# EXCERPTED DATA

* BEGIN *

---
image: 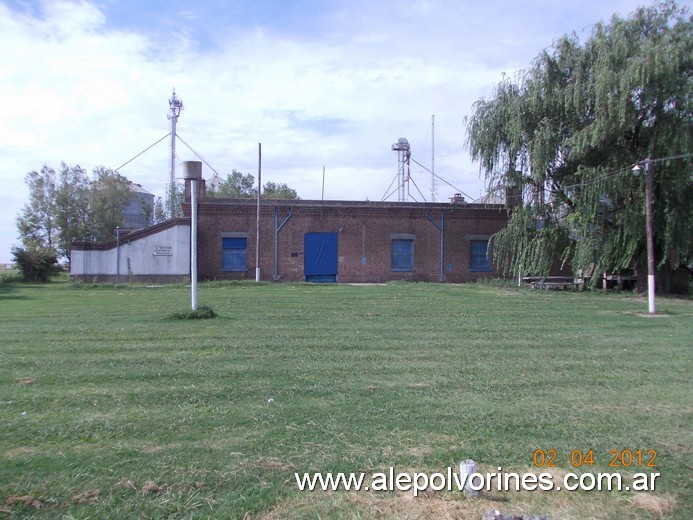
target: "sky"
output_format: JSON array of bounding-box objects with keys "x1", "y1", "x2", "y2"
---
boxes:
[{"x1": 0, "y1": 0, "x2": 680, "y2": 263}]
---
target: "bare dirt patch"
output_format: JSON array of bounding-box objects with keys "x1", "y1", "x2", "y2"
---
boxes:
[
  {"x1": 5, "y1": 495, "x2": 43, "y2": 509},
  {"x1": 631, "y1": 493, "x2": 676, "y2": 518},
  {"x1": 70, "y1": 489, "x2": 101, "y2": 505},
  {"x1": 2, "y1": 446, "x2": 38, "y2": 459},
  {"x1": 251, "y1": 457, "x2": 294, "y2": 471},
  {"x1": 140, "y1": 480, "x2": 164, "y2": 495}
]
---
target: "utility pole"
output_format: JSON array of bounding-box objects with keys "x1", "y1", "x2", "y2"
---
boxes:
[
  {"x1": 166, "y1": 88, "x2": 183, "y2": 218},
  {"x1": 431, "y1": 114, "x2": 436, "y2": 202},
  {"x1": 633, "y1": 158, "x2": 657, "y2": 314}
]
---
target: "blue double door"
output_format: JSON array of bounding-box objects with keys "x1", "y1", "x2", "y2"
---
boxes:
[{"x1": 303, "y1": 233, "x2": 338, "y2": 283}]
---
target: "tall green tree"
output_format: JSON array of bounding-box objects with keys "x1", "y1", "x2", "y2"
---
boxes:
[
  {"x1": 207, "y1": 169, "x2": 257, "y2": 199},
  {"x1": 262, "y1": 181, "x2": 300, "y2": 200},
  {"x1": 17, "y1": 163, "x2": 132, "y2": 260},
  {"x1": 55, "y1": 163, "x2": 92, "y2": 261},
  {"x1": 207, "y1": 170, "x2": 300, "y2": 200},
  {"x1": 89, "y1": 166, "x2": 132, "y2": 241},
  {"x1": 17, "y1": 166, "x2": 58, "y2": 248},
  {"x1": 466, "y1": 2, "x2": 693, "y2": 281}
]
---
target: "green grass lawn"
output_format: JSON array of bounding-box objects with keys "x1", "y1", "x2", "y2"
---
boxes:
[{"x1": 0, "y1": 282, "x2": 693, "y2": 519}]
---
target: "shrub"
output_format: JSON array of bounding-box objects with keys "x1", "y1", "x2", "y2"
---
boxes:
[{"x1": 12, "y1": 245, "x2": 60, "y2": 282}]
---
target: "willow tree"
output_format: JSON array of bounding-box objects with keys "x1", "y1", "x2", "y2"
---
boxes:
[{"x1": 466, "y1": 2, "x2": 693, "y2": 281}]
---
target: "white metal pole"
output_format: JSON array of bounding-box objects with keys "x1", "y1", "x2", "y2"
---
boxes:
[
  {"x1": 255, "y1": 143, "x2": 262, "y2": 283},
  {"x1": 190, "y1": 179, "x2": 197, "y2": 311},
  {"x1": 645, "y1": 159, "x2": 657, "y2": 314}
]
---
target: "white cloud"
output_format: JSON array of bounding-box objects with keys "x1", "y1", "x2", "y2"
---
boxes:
[{"x1": 0, "y1": 0, "x2": 656, "y2": 262}]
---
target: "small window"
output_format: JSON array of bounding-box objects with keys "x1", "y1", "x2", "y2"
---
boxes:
[
  {"x1": 222, "y1": 238, "x2": 248, "y2": 271},
  {"x1": 469, "y1": 240, "x2": 491, "y2": 271},
  {"x1": 392, "y1": 239, "x2": 414, "y2": 271}
]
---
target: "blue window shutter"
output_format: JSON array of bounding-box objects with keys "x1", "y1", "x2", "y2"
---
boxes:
[
  {"x1": 392, "y1": 239, "x2": 414, "y2": 271},
  {"x1": 221, "y1": 238, "x2": 248, "y2": 271},
  {"x1": 469, "y1": 240, "x2": 491, "y2": 271}
]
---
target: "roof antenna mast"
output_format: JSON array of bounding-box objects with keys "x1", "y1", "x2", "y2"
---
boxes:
[{"x1": 166, "y1": 88, "x2": 183, "y2": 188}]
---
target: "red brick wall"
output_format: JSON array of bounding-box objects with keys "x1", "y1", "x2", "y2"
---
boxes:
[{"x1": 186, "y1": 199, "x2": 507, "y2": 283}]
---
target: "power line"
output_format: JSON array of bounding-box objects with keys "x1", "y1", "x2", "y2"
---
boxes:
[
  {"x1": 176, "y1": 134, "x2": 221, "y2": 177},
  {"x1": 412, "y1": 159, "x2": 474, "y2": 200},
  {"x1": 115, "y1": 132, "x2": 171, "y2": 171}
]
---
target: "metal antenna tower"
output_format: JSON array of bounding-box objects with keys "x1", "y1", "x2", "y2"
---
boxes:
[
  {"x1": 392, "y1": 137, "x2": 411, "y2": 202},
  {"x1": 166, "y1": 88, "x2": 183, "y2": 189}
]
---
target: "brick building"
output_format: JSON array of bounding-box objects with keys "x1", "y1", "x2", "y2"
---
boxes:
[{"x1": 184, "y1": 182, "x2": 508, "y2": 283}]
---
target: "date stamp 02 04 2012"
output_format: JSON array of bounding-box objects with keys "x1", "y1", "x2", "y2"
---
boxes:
[{"x1": 532, "y1": 449, "x2": 657, "y2": 468}]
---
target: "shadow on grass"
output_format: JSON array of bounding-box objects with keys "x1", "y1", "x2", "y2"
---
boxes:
[{"x1": 169, "y1": 305, "x2": 218, "y2": 320}]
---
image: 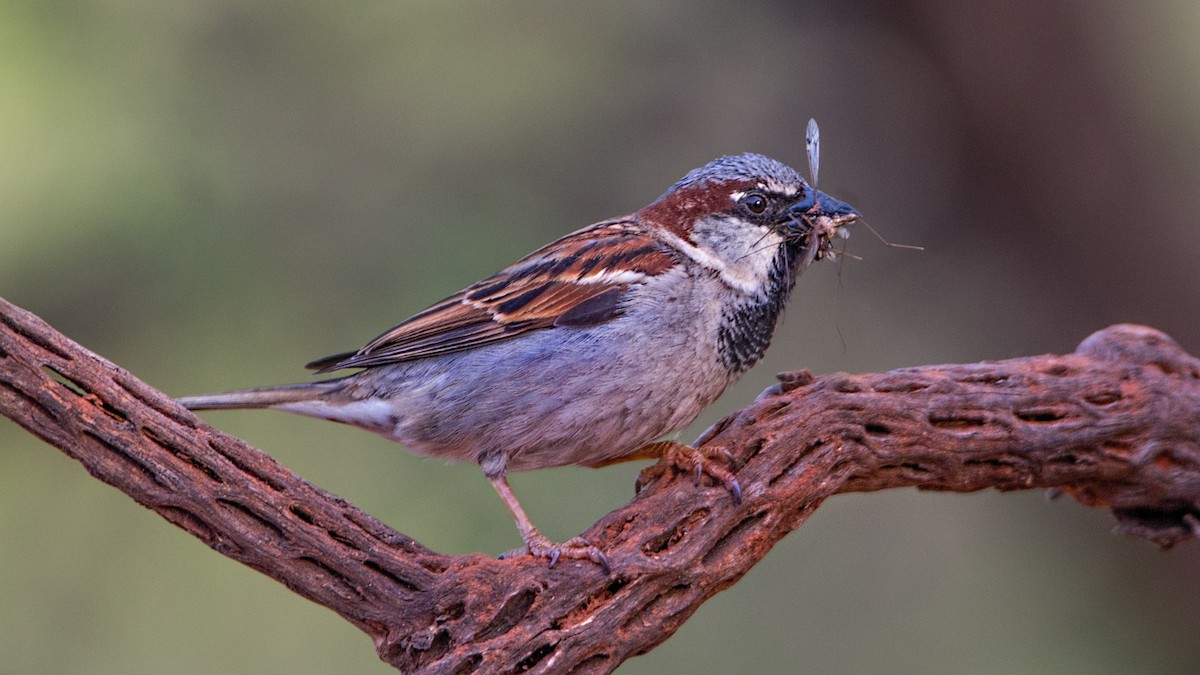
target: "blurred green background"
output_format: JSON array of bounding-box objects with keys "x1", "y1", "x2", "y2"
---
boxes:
[{"x1": 0, "y1": 0, "x2": 1200, "y2": 674}]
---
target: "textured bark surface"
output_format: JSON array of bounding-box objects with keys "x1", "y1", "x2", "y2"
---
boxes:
[{"x1": 0, "y1": 299, "x2": 1200, "y2": 673}]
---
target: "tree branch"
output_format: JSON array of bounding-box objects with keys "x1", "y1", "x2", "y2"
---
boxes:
[{"x1": 0, "y1": 299, "x2": 1200, "y2": 673}]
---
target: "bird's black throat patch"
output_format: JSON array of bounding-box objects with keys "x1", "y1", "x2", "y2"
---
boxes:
[{"x1": 716, "y1": 244, "x2": 800, "y2": 374}]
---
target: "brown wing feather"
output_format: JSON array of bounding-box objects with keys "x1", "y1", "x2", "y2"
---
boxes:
[{"x1": 311, "y1": 220, "x2": 676, "y2": 372}]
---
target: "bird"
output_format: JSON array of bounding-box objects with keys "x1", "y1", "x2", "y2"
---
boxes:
[{"x1": 180, "y1": 153, "x2": 860, "y2": 573}]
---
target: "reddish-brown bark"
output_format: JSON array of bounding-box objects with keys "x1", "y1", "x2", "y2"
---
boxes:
[{"x1": 0, "y1": 299, "x2": 1200, "y2": 673}]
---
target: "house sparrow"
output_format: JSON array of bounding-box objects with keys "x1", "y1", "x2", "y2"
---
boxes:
[{"x1": 180, "y1": 154, "x2": 859, "y2": 569}]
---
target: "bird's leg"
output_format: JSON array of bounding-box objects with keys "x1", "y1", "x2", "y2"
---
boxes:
[
  {"x1": 487, "y1": 473, "x2": 611, "y2": 574},
  {"x1": 634, "y1": 441, "x2": 742, "y2": 504}
]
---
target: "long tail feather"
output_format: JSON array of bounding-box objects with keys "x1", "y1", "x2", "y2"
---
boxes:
[{"x1": 179, "y1": 380, "x2": 341, "y2": 410}]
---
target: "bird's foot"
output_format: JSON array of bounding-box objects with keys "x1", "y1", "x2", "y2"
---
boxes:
[
  {"x1": 500, "y1": 530, "x2": 612, "y2": 574},
  {"x1": 634, "y1": 441, "x2": 742, "y2": 504}
]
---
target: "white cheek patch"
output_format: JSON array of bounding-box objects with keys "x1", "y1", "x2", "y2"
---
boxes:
[{"x1": 661, "y1": 221, "x2": 782, "y2": 295}]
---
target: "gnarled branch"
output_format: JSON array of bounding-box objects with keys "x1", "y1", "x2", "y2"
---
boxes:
[{"x1": 0, "y1": 299, "x2": 1200, "y2": 673}]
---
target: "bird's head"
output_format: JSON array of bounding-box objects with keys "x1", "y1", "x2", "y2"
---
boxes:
[{"x1": 638, "y1": 153, "x2": 860, "y2": 285}]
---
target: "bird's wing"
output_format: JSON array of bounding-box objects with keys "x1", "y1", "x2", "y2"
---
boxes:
[{"x1": 308, "y1": 220, "x2": 677, "y2": 372}]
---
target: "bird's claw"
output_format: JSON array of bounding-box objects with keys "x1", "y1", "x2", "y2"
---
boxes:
[
  {"x1": 634, "y1": 441, "x2": 742, "y2": 504},
  {"x1": 499, "y1": 532, "x2": 612, "y2": 574}
]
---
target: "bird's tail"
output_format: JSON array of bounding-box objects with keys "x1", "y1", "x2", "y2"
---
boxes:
[{"x1": 179, "y1": 378, "x2": 342, "y2": 410}]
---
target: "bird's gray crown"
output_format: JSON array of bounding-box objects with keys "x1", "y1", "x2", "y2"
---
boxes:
[{"x1": 664, "y1": 153, "x2": 805, "y2": 197}]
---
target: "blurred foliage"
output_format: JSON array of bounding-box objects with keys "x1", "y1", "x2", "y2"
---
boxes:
[{"x1": 0, "y1": 0, "x2": 1200, "y2": 674}]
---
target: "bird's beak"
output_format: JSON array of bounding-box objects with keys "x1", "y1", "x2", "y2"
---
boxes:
[
  {"x1": 787, "y1": 189, "x2": 863, "y2": 225},
  {"x1": 781, "y1": 187, "x2": 863, "y2": 261}
]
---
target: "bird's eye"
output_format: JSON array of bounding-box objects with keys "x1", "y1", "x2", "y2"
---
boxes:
[{"x1": 742, "y1": 192, "x2": 767, "y2": 215}]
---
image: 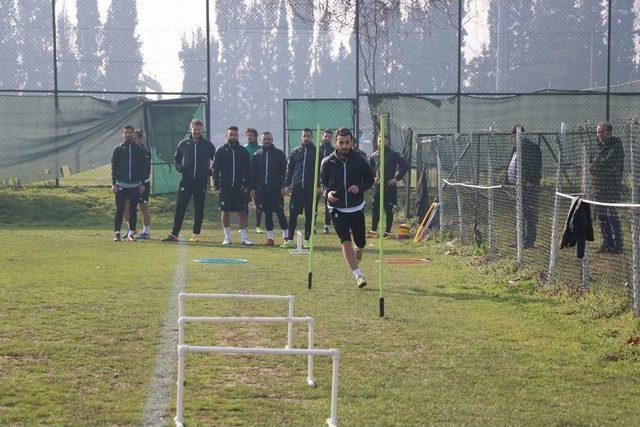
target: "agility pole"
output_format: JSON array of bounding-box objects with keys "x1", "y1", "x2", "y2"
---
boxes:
[
  {"x1": 378, "y1": 115, "x2": 386, "y2": 317},
  {"x1": 307, "y1": 123, "x2": 320, "y2": 289}
]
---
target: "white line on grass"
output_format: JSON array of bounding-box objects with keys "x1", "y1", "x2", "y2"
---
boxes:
[{"x1": 142, "y1": 245, "x2": 187, "y2": 426}]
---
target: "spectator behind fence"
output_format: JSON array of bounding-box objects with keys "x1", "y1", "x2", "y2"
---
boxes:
[
  {"x1": 590, "y1": 122, "x2": 624, "y2": 254},
  {"x1": 507, "y1": 125, "x2": 542, "y2": 249}
]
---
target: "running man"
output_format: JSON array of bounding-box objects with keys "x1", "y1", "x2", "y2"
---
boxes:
[
  {"x1": 162, "y1": 120, "x2": 216, "y2": 242},
  {"x1": 244, "y1": 128, "x2": 264, "y2": 234},
  {"x1": 124, "y1": 129, "x2": 151, "y2": 240},
  {"x1": 213, "y1": 126, "x2": 253, "y2": 246},
  {"x1": 320, "y1": 128, "x2": 373, "y2": 288},
  {"x1": 111, "y1": 125, "x2": 149, "y2": 242},
  {"x1": 251, "y1": 132, "x2": 289, "y2": 246},
  {"x1": 280, "y1": 128, "x2": 319, "y2": 249},
  {"x1": 316, "y1": 129, "x2": 334, "y2": 234},
  {"x1": 367, "y1": 135, "x2": 408, "y2": 238}
]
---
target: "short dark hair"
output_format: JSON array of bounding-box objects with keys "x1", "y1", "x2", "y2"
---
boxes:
[
  {"x1": 511, "y1": 125, "x2": 524, "y2": 135},
  {"x1": 596, "y1": 122, "x2": 613, "y2": 132},
  {"x1": 336, "y1": 128, "x2": 353, "y2": 138}
]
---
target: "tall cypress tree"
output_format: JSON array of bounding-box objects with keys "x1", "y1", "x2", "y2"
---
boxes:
[
  {"x1": 17, "y1": 0, "x2": 53, "y2": 90},
  {"x1": 0, "y1": 0, "x2": 20, "y2": 89},
  {"x1": 76, "y1": 0, "x2": 103, "y2": 90},
  {"x1": 103, "y1": 0, "x2": 143, "y2": 91}
]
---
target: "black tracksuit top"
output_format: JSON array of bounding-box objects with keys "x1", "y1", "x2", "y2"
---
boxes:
[
  {"x1": 111, "y1": 141, "x2": 149, "y2": 185},
  {"x1": 320, "y1": 150, "x2": 373, "y2": 208},
  {"x1": 251, "y1": 145, "x2": 287, "y2": 189},
  {"x1": 213, "y1": 142, "x2": 252, "y2": 189},
  {"x1": 285, "y1": 143, "x2": 316, "y2": 188},
  {"x1": 173, "y1": 137, "x2": 216, "y2": 179}
]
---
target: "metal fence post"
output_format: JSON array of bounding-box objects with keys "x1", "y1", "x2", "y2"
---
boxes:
[
  {"x1": 545, "y1": 122, "x2": 567, "y2": 283},
  {"x1": 582, "y1": 124, "x2": 591, "y2": 290},
  {"x1": 516, "y1": 126, "x2": 524, "y2": 265},
  {"x1": 629, "y1": 116, "x2": 640, "y2": 315},
  {"x1": 487, "y1": 127, "x2": 494, "y2": 255},
  {"x1": 452, "y1": 133, "x2": 466, "y2": 245},
  {"x1": 436, "y1": 138, "x2": 444, "y2": 233}
]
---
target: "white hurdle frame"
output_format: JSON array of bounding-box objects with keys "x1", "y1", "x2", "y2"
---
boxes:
[
  {"x1": 178, "y1": 292, "x2": 296, "y2": 349},
  {"x1": 178, "y1": 316, "x2": 316, "y2": 387},
  {"x1": 174, "y1": 345, "x2": 340, "y2": 427}
]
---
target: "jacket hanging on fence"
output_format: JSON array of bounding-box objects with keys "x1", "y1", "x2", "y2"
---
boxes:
[{"x1": 560, "y1": 197, "x2": 593, "y2": 259}]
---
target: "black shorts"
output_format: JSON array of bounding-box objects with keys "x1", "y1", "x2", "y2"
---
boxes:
[
  {"x1": 138, "y1": 182, "x2": 151, "y2": 204},
  {"x1": 331, "y1": 209, "x2": 367, "y2": 248},
  {"x1": 220, "y1": 186, "x2": 249, "y2": 212}
]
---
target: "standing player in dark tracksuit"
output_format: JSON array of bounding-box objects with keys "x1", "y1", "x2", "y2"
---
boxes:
[
  {"x1": 162, "y1": 120, "x2": 216, "y2": 242},
  {"x1": 251, "y1": 132, "x2": 289, "y2": 246},
  {"x1": 367, "y1": 136, "x2": 407, "y2": 238},
  {"x1": 111, "y1": 125, "x2": 148, "y2": 242},
  {"x1": 316, "y1": 129, "x2": 335, "y2": 234},
  {"x1": 320, "y1": 128, "x2": 373, "y2": 288},
  {"x1": 213, "y1": 126, "x2": 253, "y2": 246},
  {"x1": 281, "y1": 128, "x2": 316, "y2": 249}
]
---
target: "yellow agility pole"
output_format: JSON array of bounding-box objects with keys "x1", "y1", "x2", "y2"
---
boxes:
[
  {"x1": 378, "y1": 114, "x2": 386, "y2": 317},
  {"x1": 307, "y1": 123, "x2": 320, "y2": 289}
]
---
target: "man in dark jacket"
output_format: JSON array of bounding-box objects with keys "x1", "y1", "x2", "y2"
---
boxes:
[
  {"x1": 591, "y1": 122, "x2": 624, "y2": 253},
  {"x1": 111, "y1": 125, "x2": 148, "y2": 242},
  {"x1": 213, "y1": 126, "x2": 253, "y2": 246},
  {"x1": 507, "y1": 125, "x2": 542, "y2": 249},
  {"x1": 162, "y1": 120, "x2": 216, "y2": 242},
  {"x1": 320, "y1": 128, "x2": 373, "y2": 288},
  {"x1": 316, "y1": 129, "x2": 334, "y2": 234},
  {"x1": 280, "y1": 128, "x2": 316, "y2": 249},
  {"x1": 251, "y1": 132, "x2": 289, "y2": 246},
  {"x1": 367, "y1": 136, "x2": 407, "y2": 238}
]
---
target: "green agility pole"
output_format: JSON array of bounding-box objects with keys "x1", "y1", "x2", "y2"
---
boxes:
[
  {"x1": 378, "y1": 115, "x2": 386, "y2": 317},
  {"x1": 307, "y1": 123, "x2": 320, "y2": 289}
]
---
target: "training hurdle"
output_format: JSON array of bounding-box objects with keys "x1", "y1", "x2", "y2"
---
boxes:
[
  {"x1": 174, "y1": 345, "x2": 340, "y2": 427},
  {"x1": 178, "y1": 292, "x2": 296, "y2": 349}
]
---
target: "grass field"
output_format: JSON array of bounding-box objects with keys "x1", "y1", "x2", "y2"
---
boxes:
[{"x1": 0, "y1": 190, "x2": 640, "y2": 425}]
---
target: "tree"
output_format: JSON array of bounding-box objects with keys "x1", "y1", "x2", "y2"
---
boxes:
[
  {"x1": 76, "y1": 0, "x2": 104, "y2": 90},
  {"x1": 103, "y1": 0, "x2": 143, "y2": 92},
  {"x1": 16, "y1": 0, "x2": 53, "y2": 90},
  {"x1": 0, "y1": 0, "x2": 20, "y2": 89}
]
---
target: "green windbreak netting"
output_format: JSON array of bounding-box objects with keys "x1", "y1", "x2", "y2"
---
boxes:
[
  {"x1": 146, "y1": 100, "x2": 204, "y2": 194},
  {"x1": 283, "y1": 99, "x2": 355, "y2": 152},
  {"x1": 0, "y1": 95, "x2": 203, "y2": 191}
]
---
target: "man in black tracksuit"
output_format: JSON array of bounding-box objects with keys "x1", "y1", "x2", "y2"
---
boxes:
[
  {"x1": 507, "y1": 125, "x2": 542, "y2": 249},
  {"x1": 162, "y1": 120, "x2": 216, "y2": 242},
  {"x1": 111, "y1": 125, "x2": 148, "y2": 242},
  {"x1": 320, "y1": 128, "x2": 373, "y2": 288},
  {"x1": 367, "y1": 136, "x2": 407, "y2": 237},
  {"x1": 213, "y1": 126, "x2": 253, "y2": 246},
  {"x1": 590, "y1": 122, "x2": 624, "y2": 254},
  {"x1": 281, "y1": 128, "x2": 316, "y2": 248},
  {"x1": 316, "y1": 129, "x2": 335, "y2": 234},
  {"x1": 251, "y1": 132, "x2": 289, "y2": 246}
]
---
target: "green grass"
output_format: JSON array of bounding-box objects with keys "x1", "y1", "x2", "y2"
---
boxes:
[{"x1": 0, "y1": 190, "x2": 640, "y2": 425}]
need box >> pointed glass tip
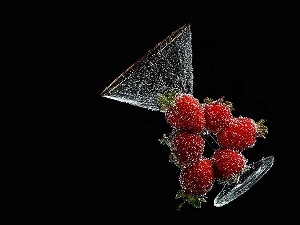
[100,24,193,111]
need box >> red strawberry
[176,157,215,208]
[203,97,233,133]
[216,116,268,152]
[158,92,205,133]
[161,130,205,168]
[210,149,247,183]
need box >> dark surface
[6,5,297,224]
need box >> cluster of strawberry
[158,92,268,209]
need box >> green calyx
[256,119,268,138]
[157,91,177,111]
[175,190,207,211]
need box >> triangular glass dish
[214,156,274,207]
[101,24,193,111]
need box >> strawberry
[203,96,233,133]
[210,149,247,183]
[158,92,205,133]
[176,157,215,208]
[216,116,268,152]
[160,130,205,168]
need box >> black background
[2,4,298,224]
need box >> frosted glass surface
[214,156,274,207]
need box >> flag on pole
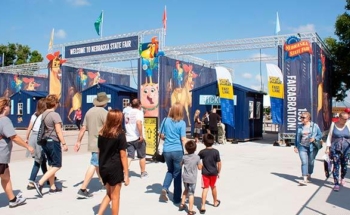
[275,12,281,34]
[95,12,103,36]
[49,28,55,50]
[163,6,167,34]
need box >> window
[17,103,23,115]
[123,99,130,108]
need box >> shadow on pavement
[0,190,20,208]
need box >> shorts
[90,152,98,166]
[126,139,146,159]
[0,163,9,175]
[202,175,218,189]
[184,183,196,196]
[41,139,62,168]
[194,128,202,134]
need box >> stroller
[218,122,226,144]
[323,154,333,179]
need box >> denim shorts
[41,139,62,168]
[184,183,196,196]
[90,152,98,166]
[126,139,146,159]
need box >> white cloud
[67,0,90,6]
[55,29,67,39]
[242,72,252,79]
[290,24,316,33]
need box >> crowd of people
[0,92,221,214]
[0,92,350,215]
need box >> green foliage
[325,0,350,101]
[0,43,44,66]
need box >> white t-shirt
[30,114,42,131]
[124,108,144,142]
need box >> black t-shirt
[98,132,127,186]
[198,148,221,176]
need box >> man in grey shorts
[74,92,110,199]
[124,99,148,178]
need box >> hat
[92,92,110,106]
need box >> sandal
[214,200,221,208]
[179,204,186,211]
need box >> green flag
[95,12,103,35]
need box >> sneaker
[9,192,26,208]
[141,171,148,178]
[34,183,44,197]
[77,189,93,199]
[159,189,169,202]
[27,184,35,190]
[49,187,62,195]
[299,180,308,186]
[340,178,345,186]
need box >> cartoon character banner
[58,66,130,124]
[312,43,332,131]
[159,57,217,126]
[139,37,164,117]
[283,36,312,133]
[0,73,48,97]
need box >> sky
[0,0,346,91]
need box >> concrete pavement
[0,131,350,215]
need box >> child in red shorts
[198,134,221,214]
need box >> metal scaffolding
[0,31,329,75]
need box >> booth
[81,84,137,117]
[191,81,264,141]
[9,90,48,128]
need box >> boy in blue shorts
[179,140,202,215]
[198,134,221,214]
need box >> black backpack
[37,112,51,146]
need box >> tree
[0,43,44,66]
[325,0,350,101]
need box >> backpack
[37,112,52,146]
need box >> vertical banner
[312,43,332,131]
[139,37,164,117]
[266,64,284,124]
[215,67,235,128]
[282,36,312,133]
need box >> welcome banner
[215,67,235,128]
[266,64,284,124]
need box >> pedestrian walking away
[74,92,110,199]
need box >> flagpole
[100,10,104,39]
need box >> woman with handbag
[294,112,322,186]
[160,102,186,204]
[326,112,350,191]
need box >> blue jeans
[163,151,183,203]
[298,145,317,176]
[29,151,47,182]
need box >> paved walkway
[0,131,350,215]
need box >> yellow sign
[218,79,233,100]
[144,117,158,155]
[268,76,284,99]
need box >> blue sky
[0,0,346,89]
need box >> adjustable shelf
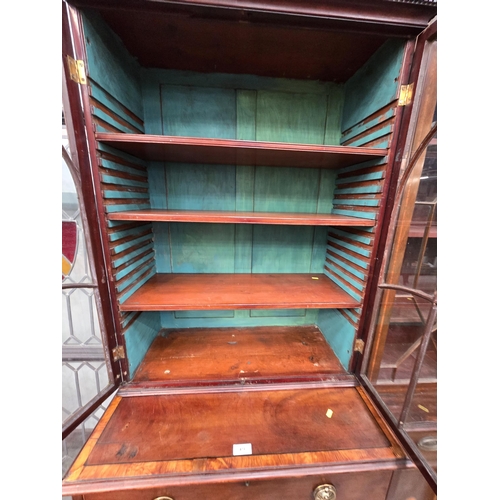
[96,133,388,168]
[130,325,354,388]
[108,209,375,227]
[120,273,360,311]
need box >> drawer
[83,470,392,500]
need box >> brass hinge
[354,339,365,354]
[66,56,87,85]
[398,83,413,106]
[112,345,125,361]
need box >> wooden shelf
[108,210,375,227]
[96,133,388,168]
[120,274,360,311]
[129,325,352,388]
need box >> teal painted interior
[160,309,318,328]
[84,13,404,373]
[82,10,144,119]
[342,38,406,132]
[317,309,356,370]
[124,312,161,377]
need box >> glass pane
[61,119,112,475]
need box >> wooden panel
[85,470,392,500]
[96,133,387,168]
[86,387,390,465]
[108,210,373,226]
[120,274,359,311]
[132,325,345,385]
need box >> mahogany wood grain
[120,273,359,311]
[108,209,375,226]
[96,133,387,168]
[86,387,390,466]
[132,325,345,384]
[81,470,394,500]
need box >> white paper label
[233,443,252,456]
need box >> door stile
[62,2,128,388]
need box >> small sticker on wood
[233,443,252,457]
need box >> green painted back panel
[317,309,356,370]
[82,10,144,119]
[256,90,328,144]
[341,38,405,131]
[124,312,161,378]
[161,85,236,139]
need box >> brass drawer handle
[314,484,337,500]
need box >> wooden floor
[132,325,347,385]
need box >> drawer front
[84,471,392,500]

* END *

# WHAT THIS TASK INVOLVES
Identify each line in the records above that contains the string "shelf" and copy it. Matching is case-sensitive.

# FULL ANSWER
need box >> adjustable shelf
need box >> wooden shelf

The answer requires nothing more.